=== EXERCISE DATA ===

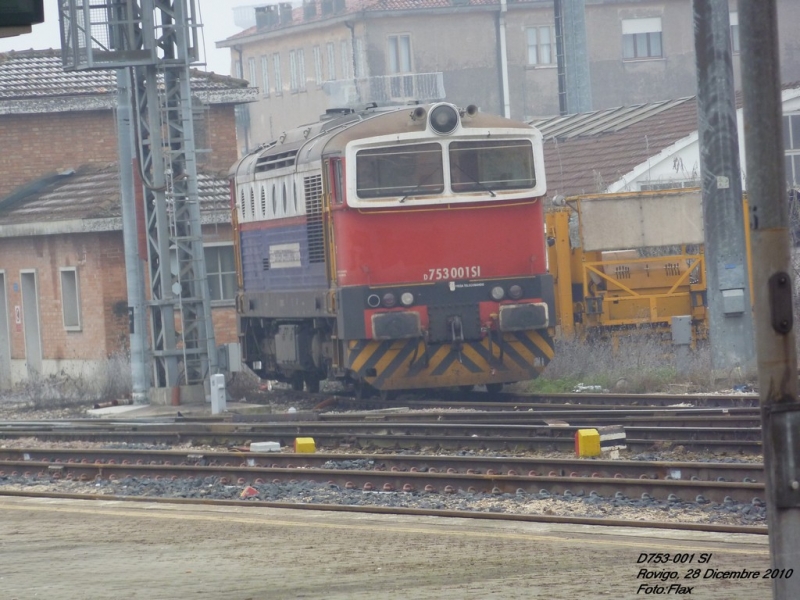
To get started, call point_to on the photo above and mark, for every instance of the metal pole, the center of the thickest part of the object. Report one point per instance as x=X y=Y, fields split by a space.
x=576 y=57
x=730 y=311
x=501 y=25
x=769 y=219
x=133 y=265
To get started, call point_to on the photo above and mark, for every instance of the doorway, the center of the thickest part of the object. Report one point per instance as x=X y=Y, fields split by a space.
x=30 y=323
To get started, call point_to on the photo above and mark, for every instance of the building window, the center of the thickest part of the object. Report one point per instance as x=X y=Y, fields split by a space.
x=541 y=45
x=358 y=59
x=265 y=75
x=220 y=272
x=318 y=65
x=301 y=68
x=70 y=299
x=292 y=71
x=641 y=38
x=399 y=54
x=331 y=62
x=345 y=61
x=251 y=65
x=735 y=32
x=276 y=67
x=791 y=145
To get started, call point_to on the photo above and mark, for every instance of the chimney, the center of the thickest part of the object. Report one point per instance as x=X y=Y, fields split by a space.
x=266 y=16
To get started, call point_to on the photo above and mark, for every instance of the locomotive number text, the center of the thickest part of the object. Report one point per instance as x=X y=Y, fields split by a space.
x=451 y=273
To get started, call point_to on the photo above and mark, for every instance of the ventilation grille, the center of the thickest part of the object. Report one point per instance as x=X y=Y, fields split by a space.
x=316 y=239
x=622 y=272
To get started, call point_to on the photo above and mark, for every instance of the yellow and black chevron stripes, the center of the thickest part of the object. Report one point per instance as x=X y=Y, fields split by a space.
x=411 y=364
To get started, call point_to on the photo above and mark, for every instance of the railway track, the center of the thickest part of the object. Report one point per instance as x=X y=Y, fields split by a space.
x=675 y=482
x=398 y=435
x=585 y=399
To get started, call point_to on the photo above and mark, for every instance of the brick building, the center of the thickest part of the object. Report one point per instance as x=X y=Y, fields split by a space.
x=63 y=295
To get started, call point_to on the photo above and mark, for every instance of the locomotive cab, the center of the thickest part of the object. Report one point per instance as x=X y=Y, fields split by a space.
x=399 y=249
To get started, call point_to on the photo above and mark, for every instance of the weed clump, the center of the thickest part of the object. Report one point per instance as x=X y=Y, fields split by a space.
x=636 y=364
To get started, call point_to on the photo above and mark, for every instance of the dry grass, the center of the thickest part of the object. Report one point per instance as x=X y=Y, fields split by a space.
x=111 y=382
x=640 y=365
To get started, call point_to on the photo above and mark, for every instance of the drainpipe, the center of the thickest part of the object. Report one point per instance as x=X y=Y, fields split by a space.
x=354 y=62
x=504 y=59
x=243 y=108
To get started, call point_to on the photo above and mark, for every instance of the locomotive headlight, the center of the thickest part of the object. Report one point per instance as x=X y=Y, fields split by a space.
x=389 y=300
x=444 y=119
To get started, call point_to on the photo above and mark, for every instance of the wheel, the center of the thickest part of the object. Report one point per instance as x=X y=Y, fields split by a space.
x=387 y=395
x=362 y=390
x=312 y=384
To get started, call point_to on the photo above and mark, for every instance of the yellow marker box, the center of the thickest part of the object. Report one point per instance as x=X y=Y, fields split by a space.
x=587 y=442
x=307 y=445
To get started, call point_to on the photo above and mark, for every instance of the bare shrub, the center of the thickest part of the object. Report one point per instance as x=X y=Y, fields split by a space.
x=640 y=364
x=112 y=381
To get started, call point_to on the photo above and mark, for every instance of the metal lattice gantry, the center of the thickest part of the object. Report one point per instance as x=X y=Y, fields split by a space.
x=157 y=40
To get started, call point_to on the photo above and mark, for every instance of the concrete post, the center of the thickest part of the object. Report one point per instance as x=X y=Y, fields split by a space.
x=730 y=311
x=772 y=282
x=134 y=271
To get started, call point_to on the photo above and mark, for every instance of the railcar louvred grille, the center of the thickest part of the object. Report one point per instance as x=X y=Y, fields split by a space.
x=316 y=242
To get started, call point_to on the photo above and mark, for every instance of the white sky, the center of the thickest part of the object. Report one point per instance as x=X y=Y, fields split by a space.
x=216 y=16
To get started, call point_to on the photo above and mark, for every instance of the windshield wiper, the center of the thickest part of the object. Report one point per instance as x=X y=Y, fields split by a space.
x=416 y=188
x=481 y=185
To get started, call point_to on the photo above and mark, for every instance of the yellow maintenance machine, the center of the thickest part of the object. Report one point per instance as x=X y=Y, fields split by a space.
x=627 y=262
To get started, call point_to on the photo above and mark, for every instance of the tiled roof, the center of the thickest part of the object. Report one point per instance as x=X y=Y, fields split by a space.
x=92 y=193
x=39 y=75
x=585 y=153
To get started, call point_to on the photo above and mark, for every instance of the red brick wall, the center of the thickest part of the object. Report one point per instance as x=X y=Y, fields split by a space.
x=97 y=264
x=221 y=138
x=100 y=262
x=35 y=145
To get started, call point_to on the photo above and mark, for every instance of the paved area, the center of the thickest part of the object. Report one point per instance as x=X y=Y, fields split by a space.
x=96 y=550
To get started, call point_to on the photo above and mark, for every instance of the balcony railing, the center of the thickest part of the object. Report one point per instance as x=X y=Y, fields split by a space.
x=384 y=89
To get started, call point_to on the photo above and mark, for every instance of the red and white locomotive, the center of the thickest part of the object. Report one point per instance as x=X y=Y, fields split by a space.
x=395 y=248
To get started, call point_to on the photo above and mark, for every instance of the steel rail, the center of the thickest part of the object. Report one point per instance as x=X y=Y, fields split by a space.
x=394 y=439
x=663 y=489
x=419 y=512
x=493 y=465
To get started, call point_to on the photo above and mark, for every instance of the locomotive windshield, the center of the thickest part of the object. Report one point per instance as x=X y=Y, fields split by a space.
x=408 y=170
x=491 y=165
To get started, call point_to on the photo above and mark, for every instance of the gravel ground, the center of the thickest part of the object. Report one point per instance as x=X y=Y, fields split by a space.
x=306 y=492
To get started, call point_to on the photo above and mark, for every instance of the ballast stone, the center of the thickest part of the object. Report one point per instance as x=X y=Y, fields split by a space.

===

* **WHAT IS REQUIRED**: Could you give the lines between the one containing "of the weed" and the one containing "x=243 y=108", both included, as a JSON list of strings with one string per line and blank lines left out?

* **ANSWER TO THIS TASK**:
[
  "To get started, call point_to on the photo above and mark, for every instance of the weed clump, the center of the thickest part of the object. Report one point per instance as x=X y=Y, fields split by a space.",
  "x=636 y=364",
  "To get started, call point_to on the photo above and mark, for every instance of the dry grass, the center of the thickest part of the object. Report one point per instance as x=X y=Y, fields split by a space.",
  "x=111 y=382",
  "x=640 y=365",
  "To get started, call point_to on the photo above and mark, for every instance of the drainpipe, the center of the thickest part of the object. Report one point per instance as x=X y=Y, fields split by a space.",
  "x=354 y=62",
  "x=504 y=59",
  "x=243 y=108"
]